▶ **PETUNJUK**
A. Kutip bagian dari kutipan halaman, mulai dari kata-kata yang memuat "Jika petinggi TNI" dan berhenti setelah "dan runtuhkan oligarki.".
B. Menurut kutipan halaman, pada hari apa pilihan bangsa disebut semakin menyempit?

Berapa bagian yang masuk saldo rekening tersebar dan berapa bagian lainnya yang masuk bunker atau koper ? Kesederhanaan Jokowi adalah wajah palsu dari kekayaan.

Pasca menjadi Presiden ternyata ruang korupsi masih terbuka. Rumah pensiun 12.000 M2 Colomadu didapat dengan memanipulasi luas lahan, permainan aturan, kesamaran pagu anggaran, serta pembangunan sekehendaknya. Menjebol APBN melalui kongkalikong antara Presiden, Menkeu, dan Mensesneg. Mungkin dianggap hasil keserakahan di akhir.

Jika petinggi TNI dan Polri menjadi kelas kapitalis serta pejabat, termasuk Menteri, adalah kaum borjuasi, maka bagaimana dengan Presiden ?

Ia potensial menjadi raja korupsi. Jokowi bukan potensial lagi tapi memang Raja Korupsi. Dunia sudah membaca, karenanya KPK harus bekerja. Sang Raja layak diadili dan dipenjara.

Bahkan mulai banyak yang berteriak ganyang Jokowi dan gantung.
Penderitaan rakyat mesti terbalaskan. Korupsi harus dibasmi.

Dimanapun kegagalan dalam  membasmi korupsi dapat berakibat revolusi.

Di hari anti korupsi sedunia ini pilihan bangsa semakin menyempit : Basmi korupsi atau Revolusi.

Mulai dari tangkap Jokowi dan runtuhkan oligarki.

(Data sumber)
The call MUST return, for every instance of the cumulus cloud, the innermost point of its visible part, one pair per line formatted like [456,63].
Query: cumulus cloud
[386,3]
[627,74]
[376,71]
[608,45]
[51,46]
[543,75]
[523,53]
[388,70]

▶ **HASIL BERURUTAN**
A.
Jika petinggi TNI dan Polri menjadi kelas kapitalis serta pejabat, termasuk Menteri, adalah kaum borjuasi, maka bagaimana dengan Presiden ?

Ia potensial menjadi raja korupsi. Jokowi bukan potensial lagi tapi memang Raja Korupsi. Dunia sudah membaca, karenanya KPK harus bekerja. Sang Raja layak diadili dan dipenjara.

Bahkan mulai banyak yang berteriak ganyang Jokowi dan gantung.
Penderitaan rakyat mesti terbalaskan. Korupsi harus dibasmi.

Dimanapun kegagalan dalam  membasmi korupsi dapat berakibat revolusi.

Di hari anti korupsi sedunia ini pilihan bangsa semakin menyempit : Basmi korupsi atau Revolusi.

Mulai dari tangkap Jokowi dan runtuhkan oligarki.

B. Di hari anti korupsi sedunia.